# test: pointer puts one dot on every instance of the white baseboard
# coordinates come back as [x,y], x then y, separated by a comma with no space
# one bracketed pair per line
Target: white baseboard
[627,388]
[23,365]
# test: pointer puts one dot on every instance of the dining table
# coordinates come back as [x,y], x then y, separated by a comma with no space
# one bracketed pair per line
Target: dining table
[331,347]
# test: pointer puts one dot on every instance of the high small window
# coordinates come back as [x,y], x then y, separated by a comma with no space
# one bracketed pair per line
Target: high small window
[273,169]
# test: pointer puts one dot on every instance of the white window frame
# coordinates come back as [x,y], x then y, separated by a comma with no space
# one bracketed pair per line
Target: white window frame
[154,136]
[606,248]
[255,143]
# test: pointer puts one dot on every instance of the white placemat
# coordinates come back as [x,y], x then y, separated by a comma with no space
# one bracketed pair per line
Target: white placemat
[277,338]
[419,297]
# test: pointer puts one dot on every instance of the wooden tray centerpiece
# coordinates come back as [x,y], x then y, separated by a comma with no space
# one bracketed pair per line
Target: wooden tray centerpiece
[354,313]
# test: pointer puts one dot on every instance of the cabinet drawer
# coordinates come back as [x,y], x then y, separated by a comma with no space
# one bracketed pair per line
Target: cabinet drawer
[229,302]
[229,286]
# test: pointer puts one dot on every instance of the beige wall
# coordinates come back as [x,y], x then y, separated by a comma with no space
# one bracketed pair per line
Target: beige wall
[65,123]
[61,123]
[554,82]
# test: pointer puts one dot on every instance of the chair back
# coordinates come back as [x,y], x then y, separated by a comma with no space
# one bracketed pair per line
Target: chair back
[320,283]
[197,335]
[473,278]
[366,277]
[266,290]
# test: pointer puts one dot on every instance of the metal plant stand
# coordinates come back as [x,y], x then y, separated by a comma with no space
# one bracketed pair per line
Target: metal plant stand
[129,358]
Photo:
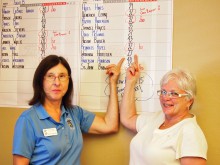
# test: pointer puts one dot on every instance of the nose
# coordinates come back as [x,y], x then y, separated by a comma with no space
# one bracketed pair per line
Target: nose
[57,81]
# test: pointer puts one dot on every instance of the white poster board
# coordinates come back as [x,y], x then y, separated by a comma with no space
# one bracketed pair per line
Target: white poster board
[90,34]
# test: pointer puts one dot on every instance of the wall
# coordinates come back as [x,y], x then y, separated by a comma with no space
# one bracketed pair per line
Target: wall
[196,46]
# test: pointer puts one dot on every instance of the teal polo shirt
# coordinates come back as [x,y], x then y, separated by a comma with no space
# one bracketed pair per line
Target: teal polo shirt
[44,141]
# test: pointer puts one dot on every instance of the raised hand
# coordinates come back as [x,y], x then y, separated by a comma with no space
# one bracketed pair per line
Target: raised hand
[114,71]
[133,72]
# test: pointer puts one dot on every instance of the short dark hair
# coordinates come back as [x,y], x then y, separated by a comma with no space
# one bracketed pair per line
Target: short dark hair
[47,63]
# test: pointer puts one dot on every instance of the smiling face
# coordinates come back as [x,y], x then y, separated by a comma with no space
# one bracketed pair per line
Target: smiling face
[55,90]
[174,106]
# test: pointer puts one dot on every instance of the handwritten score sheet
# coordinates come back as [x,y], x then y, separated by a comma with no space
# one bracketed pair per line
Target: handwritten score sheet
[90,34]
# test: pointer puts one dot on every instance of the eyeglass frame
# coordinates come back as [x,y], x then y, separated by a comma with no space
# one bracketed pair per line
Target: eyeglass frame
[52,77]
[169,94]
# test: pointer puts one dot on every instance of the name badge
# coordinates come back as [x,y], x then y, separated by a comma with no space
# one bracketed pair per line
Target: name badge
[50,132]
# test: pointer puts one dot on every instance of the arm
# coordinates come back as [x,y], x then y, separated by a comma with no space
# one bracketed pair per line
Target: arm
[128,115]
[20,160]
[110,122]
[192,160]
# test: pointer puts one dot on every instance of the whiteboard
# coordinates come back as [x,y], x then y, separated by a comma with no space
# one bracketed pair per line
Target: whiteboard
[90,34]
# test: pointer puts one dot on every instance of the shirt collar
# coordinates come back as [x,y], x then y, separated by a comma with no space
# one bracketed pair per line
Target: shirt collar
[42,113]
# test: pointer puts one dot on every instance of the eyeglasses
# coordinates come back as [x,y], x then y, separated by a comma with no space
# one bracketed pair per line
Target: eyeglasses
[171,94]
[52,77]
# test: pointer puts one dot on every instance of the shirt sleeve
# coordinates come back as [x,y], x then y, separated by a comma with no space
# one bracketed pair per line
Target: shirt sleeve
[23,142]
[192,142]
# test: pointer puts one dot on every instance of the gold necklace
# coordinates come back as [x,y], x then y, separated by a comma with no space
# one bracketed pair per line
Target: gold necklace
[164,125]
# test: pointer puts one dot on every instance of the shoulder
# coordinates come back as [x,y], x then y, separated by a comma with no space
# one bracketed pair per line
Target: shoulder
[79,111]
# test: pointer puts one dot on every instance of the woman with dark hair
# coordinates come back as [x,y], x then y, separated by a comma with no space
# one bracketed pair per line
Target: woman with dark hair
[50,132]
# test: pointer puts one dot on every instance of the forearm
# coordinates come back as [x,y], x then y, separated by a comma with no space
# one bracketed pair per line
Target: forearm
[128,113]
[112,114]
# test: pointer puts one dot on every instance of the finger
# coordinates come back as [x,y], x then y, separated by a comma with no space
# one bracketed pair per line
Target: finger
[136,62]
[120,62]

● ● ● ● ●

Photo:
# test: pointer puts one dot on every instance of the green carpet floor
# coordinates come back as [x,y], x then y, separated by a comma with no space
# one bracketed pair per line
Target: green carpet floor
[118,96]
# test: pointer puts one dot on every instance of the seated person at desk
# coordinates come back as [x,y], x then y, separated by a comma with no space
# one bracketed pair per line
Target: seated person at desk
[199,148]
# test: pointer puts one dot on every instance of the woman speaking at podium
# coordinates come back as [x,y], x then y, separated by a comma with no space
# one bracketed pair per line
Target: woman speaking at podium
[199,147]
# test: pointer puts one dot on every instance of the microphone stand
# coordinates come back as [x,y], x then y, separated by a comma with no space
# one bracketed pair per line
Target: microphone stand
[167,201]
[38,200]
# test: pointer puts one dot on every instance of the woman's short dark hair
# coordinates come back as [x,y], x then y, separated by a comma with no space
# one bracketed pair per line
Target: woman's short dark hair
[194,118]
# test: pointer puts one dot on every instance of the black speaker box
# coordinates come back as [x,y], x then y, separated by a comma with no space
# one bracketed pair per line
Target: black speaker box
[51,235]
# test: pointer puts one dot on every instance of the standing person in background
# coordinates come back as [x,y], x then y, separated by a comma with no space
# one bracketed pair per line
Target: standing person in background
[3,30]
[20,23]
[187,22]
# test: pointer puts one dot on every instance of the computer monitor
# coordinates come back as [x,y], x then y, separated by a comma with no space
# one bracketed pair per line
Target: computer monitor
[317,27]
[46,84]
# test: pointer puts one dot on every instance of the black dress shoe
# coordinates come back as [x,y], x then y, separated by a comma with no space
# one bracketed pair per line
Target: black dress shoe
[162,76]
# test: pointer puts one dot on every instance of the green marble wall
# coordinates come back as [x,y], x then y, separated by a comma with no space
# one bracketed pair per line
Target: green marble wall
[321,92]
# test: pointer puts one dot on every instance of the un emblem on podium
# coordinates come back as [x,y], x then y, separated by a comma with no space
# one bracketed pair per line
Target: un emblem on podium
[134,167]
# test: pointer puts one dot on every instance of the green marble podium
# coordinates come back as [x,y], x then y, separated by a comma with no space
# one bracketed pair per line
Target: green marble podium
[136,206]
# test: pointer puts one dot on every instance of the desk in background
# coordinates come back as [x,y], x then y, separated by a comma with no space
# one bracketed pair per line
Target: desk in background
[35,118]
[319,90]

● ● ● ● ●

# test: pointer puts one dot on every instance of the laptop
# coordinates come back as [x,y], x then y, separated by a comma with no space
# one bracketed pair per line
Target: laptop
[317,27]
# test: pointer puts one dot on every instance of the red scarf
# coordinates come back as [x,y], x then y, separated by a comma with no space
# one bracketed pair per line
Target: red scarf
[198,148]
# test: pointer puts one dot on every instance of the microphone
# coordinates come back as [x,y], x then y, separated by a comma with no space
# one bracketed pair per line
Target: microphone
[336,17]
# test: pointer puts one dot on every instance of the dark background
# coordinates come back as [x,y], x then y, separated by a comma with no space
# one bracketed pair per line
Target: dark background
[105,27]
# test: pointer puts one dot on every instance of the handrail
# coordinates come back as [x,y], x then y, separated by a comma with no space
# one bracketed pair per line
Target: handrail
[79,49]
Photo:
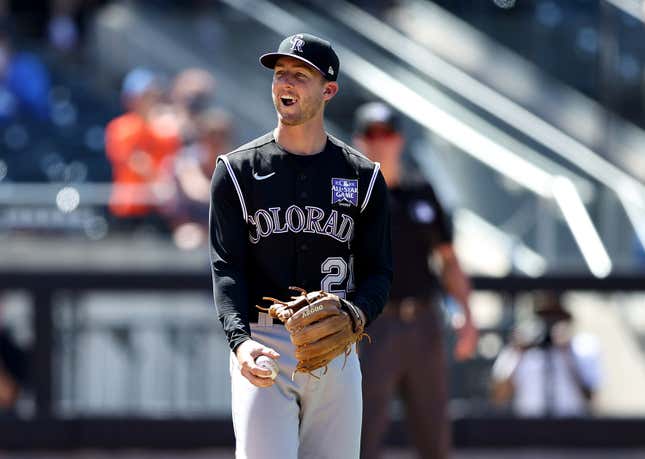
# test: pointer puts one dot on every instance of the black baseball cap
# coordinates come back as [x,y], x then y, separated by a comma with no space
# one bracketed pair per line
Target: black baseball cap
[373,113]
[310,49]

● ● ● ● ●

» Что требуется
Укажите только количество строк в записях, где встречается строка «frame». Регистр букв учитывается.

» Письменный ответ
4